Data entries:
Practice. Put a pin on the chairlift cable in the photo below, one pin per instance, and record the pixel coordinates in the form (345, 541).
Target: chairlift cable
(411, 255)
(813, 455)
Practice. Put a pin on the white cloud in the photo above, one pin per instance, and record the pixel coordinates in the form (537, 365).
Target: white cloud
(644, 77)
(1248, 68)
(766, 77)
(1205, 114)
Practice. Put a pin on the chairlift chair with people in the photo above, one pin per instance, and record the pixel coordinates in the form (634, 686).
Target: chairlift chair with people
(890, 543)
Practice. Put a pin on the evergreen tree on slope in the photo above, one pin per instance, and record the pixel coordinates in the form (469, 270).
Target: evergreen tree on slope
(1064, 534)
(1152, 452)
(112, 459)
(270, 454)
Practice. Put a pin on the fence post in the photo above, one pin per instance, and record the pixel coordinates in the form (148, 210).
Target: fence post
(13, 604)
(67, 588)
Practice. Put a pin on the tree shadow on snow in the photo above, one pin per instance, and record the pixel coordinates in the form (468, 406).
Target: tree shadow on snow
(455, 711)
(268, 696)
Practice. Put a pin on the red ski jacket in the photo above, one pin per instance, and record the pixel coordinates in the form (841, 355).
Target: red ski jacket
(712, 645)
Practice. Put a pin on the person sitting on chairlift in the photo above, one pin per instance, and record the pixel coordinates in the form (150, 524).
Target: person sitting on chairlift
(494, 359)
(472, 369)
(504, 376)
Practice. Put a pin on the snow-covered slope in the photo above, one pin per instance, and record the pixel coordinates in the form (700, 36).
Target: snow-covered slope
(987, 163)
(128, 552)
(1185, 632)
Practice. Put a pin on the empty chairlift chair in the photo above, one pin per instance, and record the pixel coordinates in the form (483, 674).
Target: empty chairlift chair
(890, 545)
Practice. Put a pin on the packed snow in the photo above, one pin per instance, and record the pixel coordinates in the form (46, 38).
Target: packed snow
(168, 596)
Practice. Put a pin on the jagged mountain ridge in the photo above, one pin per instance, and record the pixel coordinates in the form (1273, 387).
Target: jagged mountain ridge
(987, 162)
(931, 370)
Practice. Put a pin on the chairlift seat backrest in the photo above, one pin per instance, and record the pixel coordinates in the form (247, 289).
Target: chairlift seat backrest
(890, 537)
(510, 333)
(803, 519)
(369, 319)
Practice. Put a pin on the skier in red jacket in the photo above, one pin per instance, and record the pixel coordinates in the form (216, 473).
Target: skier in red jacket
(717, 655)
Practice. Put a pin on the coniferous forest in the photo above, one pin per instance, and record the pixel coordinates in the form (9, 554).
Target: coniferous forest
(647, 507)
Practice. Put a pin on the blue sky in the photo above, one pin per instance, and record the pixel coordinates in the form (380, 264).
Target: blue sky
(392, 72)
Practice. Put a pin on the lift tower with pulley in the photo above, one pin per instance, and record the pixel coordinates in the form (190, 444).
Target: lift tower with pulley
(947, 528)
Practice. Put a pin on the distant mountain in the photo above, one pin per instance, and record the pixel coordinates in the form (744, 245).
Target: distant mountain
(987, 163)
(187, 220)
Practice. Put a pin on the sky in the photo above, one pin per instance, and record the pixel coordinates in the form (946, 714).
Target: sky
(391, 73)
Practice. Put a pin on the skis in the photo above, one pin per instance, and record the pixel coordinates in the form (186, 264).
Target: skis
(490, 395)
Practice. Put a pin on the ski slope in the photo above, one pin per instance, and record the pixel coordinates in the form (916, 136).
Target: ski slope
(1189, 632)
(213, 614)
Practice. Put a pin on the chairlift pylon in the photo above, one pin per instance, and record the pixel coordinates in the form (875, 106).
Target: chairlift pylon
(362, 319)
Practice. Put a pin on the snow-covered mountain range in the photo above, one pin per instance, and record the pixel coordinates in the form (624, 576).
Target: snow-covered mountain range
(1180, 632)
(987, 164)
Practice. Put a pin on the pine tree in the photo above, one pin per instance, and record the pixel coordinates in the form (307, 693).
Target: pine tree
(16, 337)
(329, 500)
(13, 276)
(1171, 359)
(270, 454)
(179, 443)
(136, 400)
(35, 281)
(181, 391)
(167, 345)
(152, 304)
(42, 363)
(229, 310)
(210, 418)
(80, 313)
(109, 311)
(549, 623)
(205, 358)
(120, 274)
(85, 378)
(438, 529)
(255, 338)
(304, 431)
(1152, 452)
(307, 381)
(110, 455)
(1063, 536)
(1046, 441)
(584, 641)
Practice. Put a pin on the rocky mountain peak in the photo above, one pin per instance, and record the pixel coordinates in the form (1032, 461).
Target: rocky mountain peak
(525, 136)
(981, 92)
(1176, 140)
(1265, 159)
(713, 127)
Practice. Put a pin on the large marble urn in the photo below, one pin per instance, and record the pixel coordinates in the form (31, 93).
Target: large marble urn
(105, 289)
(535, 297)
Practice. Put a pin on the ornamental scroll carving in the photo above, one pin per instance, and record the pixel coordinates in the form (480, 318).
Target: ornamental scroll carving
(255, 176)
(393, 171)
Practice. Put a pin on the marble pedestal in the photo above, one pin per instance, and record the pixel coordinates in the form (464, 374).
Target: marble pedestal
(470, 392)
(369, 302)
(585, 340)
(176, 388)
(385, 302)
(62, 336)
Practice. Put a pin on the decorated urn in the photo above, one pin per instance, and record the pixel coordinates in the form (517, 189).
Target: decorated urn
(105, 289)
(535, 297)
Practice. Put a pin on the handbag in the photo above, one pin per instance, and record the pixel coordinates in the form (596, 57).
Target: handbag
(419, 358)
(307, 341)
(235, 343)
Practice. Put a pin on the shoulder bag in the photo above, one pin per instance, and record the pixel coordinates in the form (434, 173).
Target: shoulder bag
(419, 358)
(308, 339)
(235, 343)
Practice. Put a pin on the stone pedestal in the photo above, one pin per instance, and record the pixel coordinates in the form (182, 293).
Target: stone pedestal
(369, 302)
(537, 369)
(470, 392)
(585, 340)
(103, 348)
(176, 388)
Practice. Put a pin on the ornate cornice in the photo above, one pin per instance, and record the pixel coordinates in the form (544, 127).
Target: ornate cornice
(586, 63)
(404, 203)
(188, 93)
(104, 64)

PROBLEM | Copy the records above with "Put a pin on" changed to "Place a pin on" throughout, keeping every other character the same.

ANSWER FOR THIS EXERCISE |
Practice. Place a pin on the chairlift cable in the photo below, one pin per instance, and record the pixel coordinates in the form (345, 541).
Target: chairlift cable
(411, 255)
(813, 455)
Practice. Place a pin on the white cloud in the photo above, one pin per instance, and record the pixel coordinates in the form (537, 365).
Target: white cloud
(644, 77)
(1248, 68)
(766, 77)
(1205, 114)
Practice. Place a pin on the chairlift chair with people in the photo above, one pin per instance, and record the pixel coordinates in the form (634, 686).
Target: chairlift chair with people
(890, 543)
Practice. Place a pin on the evergreen tree on slope in the photo above, one pin per instance, and record the pixel coordinates in the form (469, 270).
Target: evergreen tree on slope
(1064, 534)
(1152, 452)
(112, 459)
(270, 454)
Practice. Place a pin on the fence post in the photo above, one pin per instance, and record the pixel coordinates in the form (148, 210).
Target: fence post
(13, 604)
(67, 588)
Practice. Place a pin on the tree shadow on snow in the photo above, one pin per instance, and record the pixel coordinates in the form (468, 406).
Target: tree shadow on snow
(455, 711)
(268, 696)
Practice. Place a pin on the red ski jacket in the photo above, one pin per instance, and record the pixel coordinates in the form (841, 355).
Target: red ski jacket
(712, 645)
Practice. Place a pin on the person sitting on chairlift in the photo above, one pin per instance, and record the pixel coordinates in the form (150, 524).
Target: person sitting on chairlift
(494, 359)
(472, 369)
(504, 376)
Practice. Place a pin on the snow-covered slope in the photo above, one pin per instance, and record the pixel coordinates in the form (700, 36).
Target: snow-covered slope
(987, 163)
(128, 552)
(1185, 632)
Practice. Place a pin on the empty chairlift chair in the photo above, one pin per instance, and record the pixel coordinates in the form (483, 674).
Target: empty chairlift chair
(890, 545)
Practice. Place a pin on the packed snow in the photo above, one pin per instance, and record the pixel coordinates in the form (46, 38).
Target: packed snow
(168, 596)
Practice. Place a pin on the jagged mountain ridge in the photo above, one pin per instance, and record the pixel coordinates in the form (1273, 387).
Target: jagged mountain ridge
(987, 162)
(931, 370)
Practice. Place a pin on the chairlift seat backrest in the photo above, one pin per instance, and record the pixel coordinates in the form (247, 289).
Target: chairlift seat backrest
(890, 537)
(510, 333)
(803, 519)
(369, 319)
Practice. Place a pin on the skier in red jacket in the photo above, one pin per instance, and record the pixel coordinates in the form (216, 473).
Target: skier in red jacket
(717, 655)
Practice. Place a pin on the coniferous forest in the photo above, one pin per instance, and record the pixel coordinates in the form (9, 554).
Target: coniferous forest
(647, 507)
Practice. Place a pin on the blue sky in the photo above, one pin per instance, and record the pixel coordinates in the form (380, 264).
Target: blue sky
(392, 72)
Practice. Place a pin on the lift tower with pulley in the photo above, one pin per instance, and record the pixel coordinates in the form (190, 444).
Target: lift tower with pulley
(947, 528)
Practice. Place a pin on the distant mountain in the photo above, one pin per instance, and record the pixel coordinates in the form (744, 245).
Target: distant mountain
(987, 163)
(187, 220)
Practice. Place a pin on the sky in the photo above, one pin per instance, and record the pixel coordinates in the form (946, 714).
Target: sky
(391, 73)
Practice. Place a pin on the skis in the photo above, one pin per instance, and record the pixel coordinates in the form (186, 264).
Target: skis
(490, 395)
Practice. Place a pin on the ski slope in the photo above, one pin per instance, and record the pixel coordinates in the form (916, 136).
Target: ski slope
(1189, 632)
(213, 614)
Practice. Place a pin on the chairlift pylon in the photo above, one pin per instance, and record the pixel coordinates in the form (875, 106).
Target: chairlift pylon
(362, 319)
Practice. Place a pin on the snow-covered mountain range in the photo above, one pin per instance, and record the pixel coordinates in the form (624, 576).
Target: snow-covered mountain range
(1180, 632)
(987, 164)
Practice. Place a pin on the pine tree in the photo above, one pin per instance, and record the pixel coordinates in the form (307, 693).
Target: pine tree
(16, 337)
(329, 500)
(13, 276)
(1171, 359)
(270, 454)
(179, 443)
(136, 400)
(35, 281)
(181, 391)
(167, 345)
(152, 304)
(42, 363)
(229, 310)
(210, 418)
(80, 313)
(109, 311)
(549, 623)
(205, 358)
(120, 274)
(85, 378)
(438, 529)
(255, 338)
(304, 431)
(1152, 452)
(307, 381)
(110, 455)
(1063, 536)
(1046, 441)
(584, 641)
Practice. Place a pin on the rocky mountain peak in the photo above, one pin per instance, and record the pixel coordinates in the form (1032, 461).
Target: rocky mountain peak
(525, 136)
(981, 92)
(1176, 140)
(1265, 159)
(713, 127)
Practice. Place a pin on the large marble urn in the photo below, one pin per instance, and record the pixel coordinates in the form (31, 93).
Target: large marble urn
(105, 289)
(535, 297)
Practice. Place a pin on the ornamental scroll carving in the photo above, one pin per instance, and record the pixel coordinates in the form (480, 318).
Target: ornamental scroll carving
(255, 176)
(393, 171)
Practice. Place a pin on the marble pedestal in the photo above, one pin per instance, and record the pixel coordinates in the form (464, 374).
Target: marble pedestal
(470, 392)
(369, 302)
(585, 340)
(176, 388)
(385, 302)
(62, 336)
Practice. Place a pin on the decorated urn in the photo above, one pin per instance, and record the pixel coordinates in the form (517, 189).
Target: decorated urn
(105, 289)
(535, 297)
Practice. Place a pin on the handbag in the photo above, one pin per instance, and record the pixel coordinates in the form (596, 57).
Target: handbag
(419, 358)
(307, 341)
(235, 343)
Practice. Place a pin on the shoulder bag in the photo above, one pin per instance, and record the pixel coordinates in the form (434, 173).
Target: shoulder bag
(419, 358)
(308, 339)
(235, 343)
Practice. Place a pin on the stone pedestal in the photo above, one pin per instance, and record the pixel coordinates in the form (182, 293).
Target: stone pedestal
(369, 302)
(537, 369)
(470, 392)
(585, 340)
(103, 348)
(176, 388)
Practice. Place a pin on the ornate cornice in the photo above, one pin per instance, and record the pixel coordinates in the form (544, 127).
Target: ornate cornice
(586, 63)
(404, 203)
(188, 93)
(104, 64)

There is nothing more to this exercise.